RAW DATA:
************

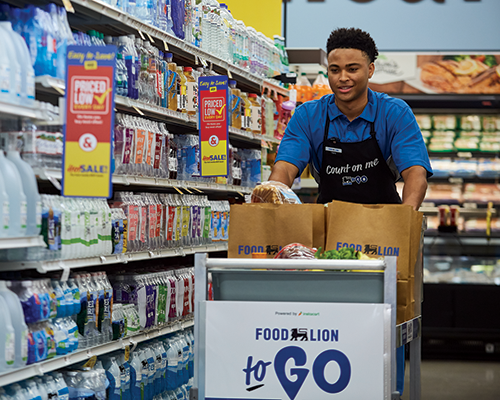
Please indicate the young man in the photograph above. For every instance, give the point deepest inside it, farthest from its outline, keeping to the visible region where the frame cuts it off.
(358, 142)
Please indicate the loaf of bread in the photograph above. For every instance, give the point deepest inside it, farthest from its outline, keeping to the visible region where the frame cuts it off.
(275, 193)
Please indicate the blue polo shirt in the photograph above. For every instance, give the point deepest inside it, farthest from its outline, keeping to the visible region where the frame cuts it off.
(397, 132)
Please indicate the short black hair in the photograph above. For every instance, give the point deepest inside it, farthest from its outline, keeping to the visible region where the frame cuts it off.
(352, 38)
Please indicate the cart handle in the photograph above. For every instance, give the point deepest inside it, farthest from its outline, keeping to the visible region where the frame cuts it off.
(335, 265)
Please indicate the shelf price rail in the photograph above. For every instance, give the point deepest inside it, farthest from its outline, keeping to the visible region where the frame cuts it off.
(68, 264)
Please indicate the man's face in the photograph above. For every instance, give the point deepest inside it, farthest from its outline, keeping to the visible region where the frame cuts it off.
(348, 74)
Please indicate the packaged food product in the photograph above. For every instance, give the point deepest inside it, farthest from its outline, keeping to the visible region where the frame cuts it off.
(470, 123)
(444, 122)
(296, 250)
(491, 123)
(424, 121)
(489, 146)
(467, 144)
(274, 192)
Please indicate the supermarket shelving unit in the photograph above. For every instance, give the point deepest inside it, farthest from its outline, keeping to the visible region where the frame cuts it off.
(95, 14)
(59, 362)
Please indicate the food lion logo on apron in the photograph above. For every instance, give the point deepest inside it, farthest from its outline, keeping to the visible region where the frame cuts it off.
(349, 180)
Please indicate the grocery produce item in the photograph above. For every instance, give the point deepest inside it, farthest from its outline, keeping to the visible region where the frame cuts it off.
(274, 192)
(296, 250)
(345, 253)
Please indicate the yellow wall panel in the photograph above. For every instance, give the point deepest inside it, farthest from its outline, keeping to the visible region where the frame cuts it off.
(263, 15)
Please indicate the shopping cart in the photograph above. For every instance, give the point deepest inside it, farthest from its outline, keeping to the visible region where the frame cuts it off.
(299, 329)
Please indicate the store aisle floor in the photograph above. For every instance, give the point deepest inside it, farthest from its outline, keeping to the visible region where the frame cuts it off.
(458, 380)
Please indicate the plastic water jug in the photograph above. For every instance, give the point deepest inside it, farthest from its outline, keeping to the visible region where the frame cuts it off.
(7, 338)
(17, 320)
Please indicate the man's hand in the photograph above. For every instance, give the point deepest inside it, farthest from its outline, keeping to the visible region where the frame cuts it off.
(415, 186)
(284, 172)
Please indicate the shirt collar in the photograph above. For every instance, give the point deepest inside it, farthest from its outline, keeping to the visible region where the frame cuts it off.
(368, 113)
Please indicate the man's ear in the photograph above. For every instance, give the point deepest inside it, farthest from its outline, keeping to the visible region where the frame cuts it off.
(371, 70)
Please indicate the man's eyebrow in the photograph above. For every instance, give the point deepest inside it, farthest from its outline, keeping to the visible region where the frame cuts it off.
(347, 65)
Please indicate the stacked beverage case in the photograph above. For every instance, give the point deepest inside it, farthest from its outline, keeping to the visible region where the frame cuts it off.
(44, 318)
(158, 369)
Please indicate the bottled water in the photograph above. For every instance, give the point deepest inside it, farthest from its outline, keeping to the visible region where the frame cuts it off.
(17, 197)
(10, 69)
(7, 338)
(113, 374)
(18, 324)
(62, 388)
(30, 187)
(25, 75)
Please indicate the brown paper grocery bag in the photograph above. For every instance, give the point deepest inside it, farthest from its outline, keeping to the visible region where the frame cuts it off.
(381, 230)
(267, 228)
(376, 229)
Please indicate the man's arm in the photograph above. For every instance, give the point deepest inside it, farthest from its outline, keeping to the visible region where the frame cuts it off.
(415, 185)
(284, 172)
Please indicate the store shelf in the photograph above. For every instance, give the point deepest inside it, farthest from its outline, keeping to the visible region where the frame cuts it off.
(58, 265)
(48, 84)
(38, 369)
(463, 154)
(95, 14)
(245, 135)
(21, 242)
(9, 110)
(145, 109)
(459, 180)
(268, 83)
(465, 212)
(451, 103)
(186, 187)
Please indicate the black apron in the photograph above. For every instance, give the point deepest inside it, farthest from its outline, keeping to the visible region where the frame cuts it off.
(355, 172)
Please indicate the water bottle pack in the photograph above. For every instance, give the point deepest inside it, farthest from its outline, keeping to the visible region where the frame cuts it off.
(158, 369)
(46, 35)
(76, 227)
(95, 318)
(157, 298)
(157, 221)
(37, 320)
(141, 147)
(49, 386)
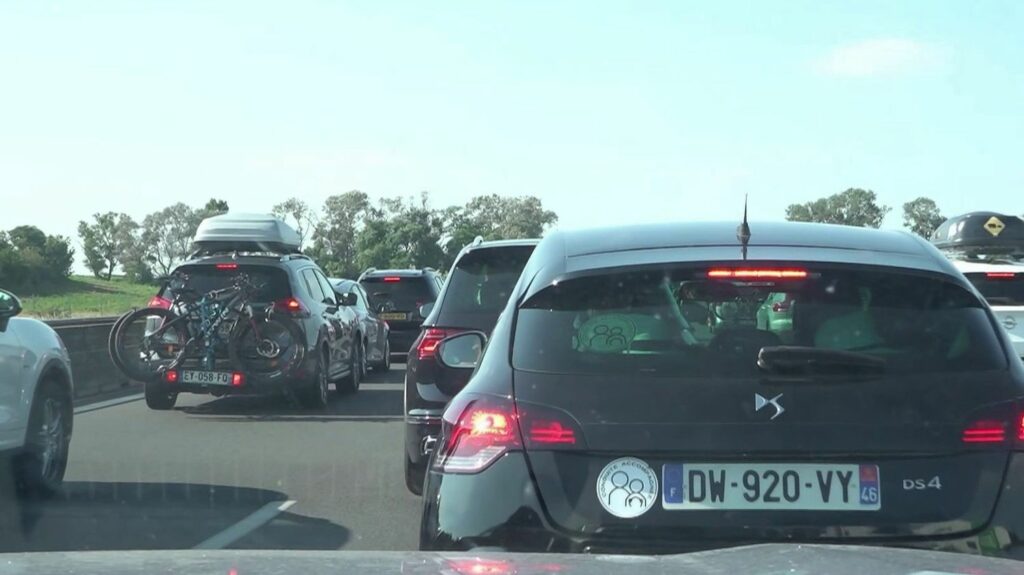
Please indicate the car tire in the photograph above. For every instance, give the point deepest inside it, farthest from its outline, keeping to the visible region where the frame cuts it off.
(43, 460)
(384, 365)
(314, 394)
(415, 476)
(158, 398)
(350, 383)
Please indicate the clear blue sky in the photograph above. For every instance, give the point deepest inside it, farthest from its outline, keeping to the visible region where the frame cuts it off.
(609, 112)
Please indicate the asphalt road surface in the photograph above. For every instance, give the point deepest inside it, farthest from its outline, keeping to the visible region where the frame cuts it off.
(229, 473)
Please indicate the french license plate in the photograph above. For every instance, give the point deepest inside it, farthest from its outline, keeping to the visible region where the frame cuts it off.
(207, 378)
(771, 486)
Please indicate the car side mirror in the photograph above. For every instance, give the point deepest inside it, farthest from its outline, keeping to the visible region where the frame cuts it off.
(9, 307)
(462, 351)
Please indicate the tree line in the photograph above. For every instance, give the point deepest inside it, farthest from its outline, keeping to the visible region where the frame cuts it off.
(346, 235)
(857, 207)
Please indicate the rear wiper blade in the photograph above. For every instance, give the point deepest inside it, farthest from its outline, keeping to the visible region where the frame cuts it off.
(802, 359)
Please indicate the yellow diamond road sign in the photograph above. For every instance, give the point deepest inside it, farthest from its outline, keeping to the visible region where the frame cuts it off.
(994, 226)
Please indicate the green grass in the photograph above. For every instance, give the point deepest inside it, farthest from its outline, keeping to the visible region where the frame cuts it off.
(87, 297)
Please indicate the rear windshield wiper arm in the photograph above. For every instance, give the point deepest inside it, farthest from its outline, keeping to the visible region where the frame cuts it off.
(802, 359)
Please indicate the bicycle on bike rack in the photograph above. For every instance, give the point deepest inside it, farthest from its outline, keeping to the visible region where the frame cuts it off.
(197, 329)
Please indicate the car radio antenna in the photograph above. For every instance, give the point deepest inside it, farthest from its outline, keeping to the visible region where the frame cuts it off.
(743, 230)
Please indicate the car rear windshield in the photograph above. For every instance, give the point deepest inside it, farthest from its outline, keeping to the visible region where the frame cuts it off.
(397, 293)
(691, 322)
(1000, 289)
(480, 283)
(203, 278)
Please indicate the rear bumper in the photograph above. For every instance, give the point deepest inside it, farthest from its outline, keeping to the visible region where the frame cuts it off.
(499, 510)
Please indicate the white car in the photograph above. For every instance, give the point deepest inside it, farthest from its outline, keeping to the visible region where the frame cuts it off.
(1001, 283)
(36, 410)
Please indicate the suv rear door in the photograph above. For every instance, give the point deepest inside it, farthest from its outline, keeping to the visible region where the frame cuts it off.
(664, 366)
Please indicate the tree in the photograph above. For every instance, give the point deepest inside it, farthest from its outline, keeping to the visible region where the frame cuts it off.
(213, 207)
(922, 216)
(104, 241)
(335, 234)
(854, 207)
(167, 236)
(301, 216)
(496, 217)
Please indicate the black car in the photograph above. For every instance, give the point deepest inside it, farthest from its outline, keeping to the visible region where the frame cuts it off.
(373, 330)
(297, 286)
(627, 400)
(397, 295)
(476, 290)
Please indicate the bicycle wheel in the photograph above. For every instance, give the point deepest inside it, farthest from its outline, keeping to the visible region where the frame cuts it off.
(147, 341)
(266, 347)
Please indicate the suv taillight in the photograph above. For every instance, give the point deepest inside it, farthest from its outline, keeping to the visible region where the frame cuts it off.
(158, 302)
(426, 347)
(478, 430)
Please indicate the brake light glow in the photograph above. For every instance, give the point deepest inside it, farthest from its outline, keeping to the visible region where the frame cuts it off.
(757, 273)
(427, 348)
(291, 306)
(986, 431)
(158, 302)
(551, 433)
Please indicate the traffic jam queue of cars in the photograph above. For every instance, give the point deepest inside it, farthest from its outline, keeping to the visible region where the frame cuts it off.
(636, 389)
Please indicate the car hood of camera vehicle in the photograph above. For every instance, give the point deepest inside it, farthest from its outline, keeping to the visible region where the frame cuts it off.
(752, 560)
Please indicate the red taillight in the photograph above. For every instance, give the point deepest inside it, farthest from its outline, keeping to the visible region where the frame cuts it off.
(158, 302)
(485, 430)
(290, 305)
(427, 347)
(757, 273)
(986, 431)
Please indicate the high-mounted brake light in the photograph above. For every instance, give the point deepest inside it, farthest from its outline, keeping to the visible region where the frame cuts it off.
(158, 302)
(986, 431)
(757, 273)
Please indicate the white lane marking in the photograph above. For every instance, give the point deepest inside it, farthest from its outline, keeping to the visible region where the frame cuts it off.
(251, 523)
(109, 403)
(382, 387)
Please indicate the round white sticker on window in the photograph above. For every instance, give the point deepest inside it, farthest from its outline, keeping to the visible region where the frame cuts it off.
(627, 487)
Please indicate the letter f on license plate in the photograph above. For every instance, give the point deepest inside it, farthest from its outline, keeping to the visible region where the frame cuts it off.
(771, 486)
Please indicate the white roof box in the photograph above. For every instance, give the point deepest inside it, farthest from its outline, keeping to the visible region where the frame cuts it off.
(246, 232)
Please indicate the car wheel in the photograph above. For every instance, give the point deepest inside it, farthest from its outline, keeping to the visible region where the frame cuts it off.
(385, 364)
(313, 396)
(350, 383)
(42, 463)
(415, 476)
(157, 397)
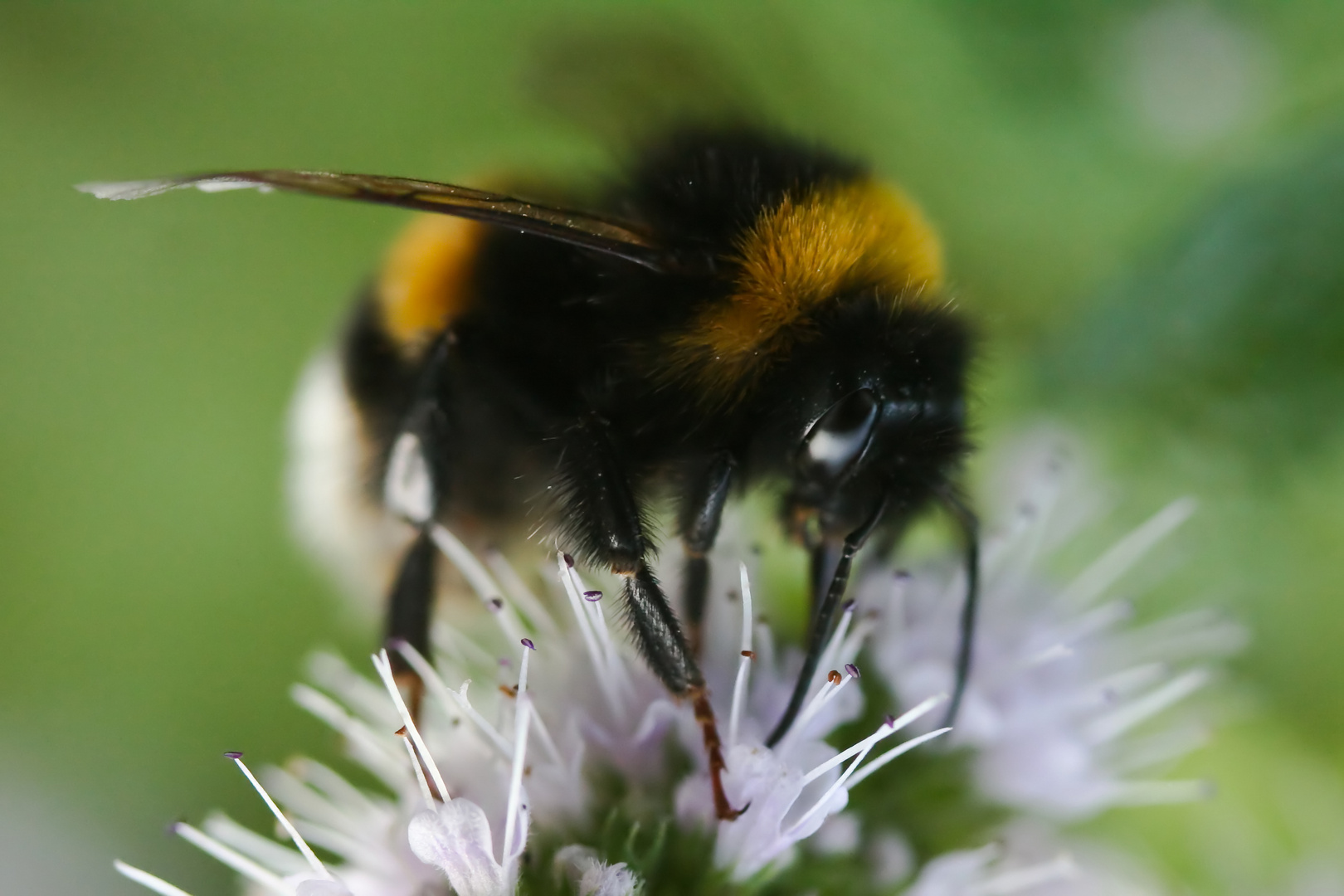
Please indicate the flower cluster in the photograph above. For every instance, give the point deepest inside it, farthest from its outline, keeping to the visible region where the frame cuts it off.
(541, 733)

************

WORK TO COMPLETE: Can you copy out the material above word for word, from the line with "Please indicate the car wheel" through to its end, both included, and leave out the pictures?

SOLUTION TO THE EXERCISE:
Please indicate the car wheel in the photograph above. For every instance, give the point deepest inside it, farthest from its outline, keeping to the visible region where the frame cuts it off.
(385, 364)
(313, 396)
(350, 383)
(42, 463)
(415, 476)
(157, 397)
Please indicate the flower cluster in the photograph above. For every instance, give the point deepest inside it, farthest from its outline, keeping to the visible region where the frame cuts it off.
(541, 733)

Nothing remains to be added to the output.